### WORK INSTRUCTIONS:
a: Answer the following from the passage on the assessment theory-practice gap in medical schools, each on its own line:
(i) Under the psychometric model, how is assessment quality assured?
(ii) In a programmatic assessment strategy, what do individual assessments serve as?
(iii) Which metrics does the passage name for evaluating assessment items?
b: The passage on the assessment theory-practice gap says it is important to consider each assessment's overall purpose, its possible outcomes, and what they mean for the student. Using the passage's own reasoning, explain in one to three sentences why this matters.
c: Continue the passage on bridging the assessment theory-practice gap in medical schools from the point where it stops.

═════ EXCERPT PROVIDED

How can the assessment theory-practice gap be bridged? Clearly, assessment practices vary across medical schools both nationally and internationally. In medical schools that perhaps do not have clearly established assessment practices ensuring continual review and refinement, or perhaps in those simply in need of an assessment refresh, we propose two key ways that can strengthen the theory-practice gap.

Identify theory in the practice

What is the underlying theory in your school’s assessment strategy [7]? Perhaps it is underpinned by the psychometric model in which assessments of skills, knowledge and professionalism are taken as indicators of an individual student’s readiness to progress in each domain, and assessment quality is assured through measures of reliability and validity. Or perhaps your medical school has moved to a programmatic assessment strategy in which assessments serve as low stakes data points, which are then meaningfully combined to make a high stakes decision about the construct of medical student competence [8]. Either way, it is important to contemplate the overall purpose of each assessment, what the possible outcomes are (will there be a pass-fail decision?), and what they mean for the student when it comes to the high stakes decision. The answers to these questions will not only guide the standard setting strategy [2], but also the writing of assessment materials and ongoing evaluation of assessment items through metrics such as difficulty and discrimination indices [9]. A robust assessment system requires challenging assumptions at the program level (what are the underlying theoretical goals of our assessment system?), individual assessment level (what is the purpose of this assessment? what standard setting method will be used?), and individual assessment item level (what is the quality of each item? This might include metrics such as difficulty and discrimination indices or station level metrics in an OSCE [10]).

══════════
═════ RECORDED DATA

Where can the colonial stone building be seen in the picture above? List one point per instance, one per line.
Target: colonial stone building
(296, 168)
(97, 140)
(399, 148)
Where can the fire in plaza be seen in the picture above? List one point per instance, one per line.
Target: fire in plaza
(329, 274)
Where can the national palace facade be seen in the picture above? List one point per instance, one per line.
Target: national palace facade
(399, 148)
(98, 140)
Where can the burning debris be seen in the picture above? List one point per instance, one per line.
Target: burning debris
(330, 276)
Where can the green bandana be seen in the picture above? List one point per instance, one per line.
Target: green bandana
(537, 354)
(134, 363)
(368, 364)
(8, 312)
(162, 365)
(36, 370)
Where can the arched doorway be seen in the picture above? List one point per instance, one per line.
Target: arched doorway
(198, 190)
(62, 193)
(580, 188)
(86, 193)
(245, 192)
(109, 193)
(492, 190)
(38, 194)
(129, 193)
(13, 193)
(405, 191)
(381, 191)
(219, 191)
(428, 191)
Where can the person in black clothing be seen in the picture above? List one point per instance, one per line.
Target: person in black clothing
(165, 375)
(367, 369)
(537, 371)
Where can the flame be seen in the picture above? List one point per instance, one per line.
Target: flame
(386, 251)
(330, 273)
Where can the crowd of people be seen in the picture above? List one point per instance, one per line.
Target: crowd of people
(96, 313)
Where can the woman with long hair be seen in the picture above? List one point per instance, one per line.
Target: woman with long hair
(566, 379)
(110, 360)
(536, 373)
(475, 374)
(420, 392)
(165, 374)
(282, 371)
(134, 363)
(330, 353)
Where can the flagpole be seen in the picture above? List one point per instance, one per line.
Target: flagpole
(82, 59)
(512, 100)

══════════

### PER-TASK ANSWERS:
a:
(i) Through measures of reliability and validity.
(ii) Low stakes data points, which are then meaningfully combined to make a high stakes decision about medical student competence.
(iii) Difficulty and discrimination indices, as well as station level metrics in an OSCE.

b: The answers to those questions guide the standard setting strategy. They also guide the writing of assessment materials and the ongoing evaluation of assessment items through metrics such as difficulty and discrimination indices.

c:
Consider structural limitations to integrating theory and practice

The second suggestion is for medical schools to take a critical look at how their assessment teams are structured. Do they facilitate the blending of theory and practice? If researchers are rewarded only for research outputs, there is little incentive for them to be involved in the implementation of assessment practice. Meanwhile, those involved in operations are not likely rewarded for their involvement in or knowledge of current research. Integrating theory and practice might involve creating specialist positions specifically dedicated to quality assurance and improvement of assessment systems as a whole. Furthermore, busy physicians may not have the time to keep abreast of the latest assessment theories in addition to their clinical specialty (required for both teaching and practice). While perhaps unconventional, non-physician assessment experts might be well suited to lead assessment teams and oversee assessment practice. Finally, in some cases assessment may seem to be a purely administrative task that does not require much theoretical input. We believe this to be an oversimplification of a very important element of medical education. The importance of teamwork and inter-professional working is widely recognized throughout medical education, and this is true too of assessment systems and practices.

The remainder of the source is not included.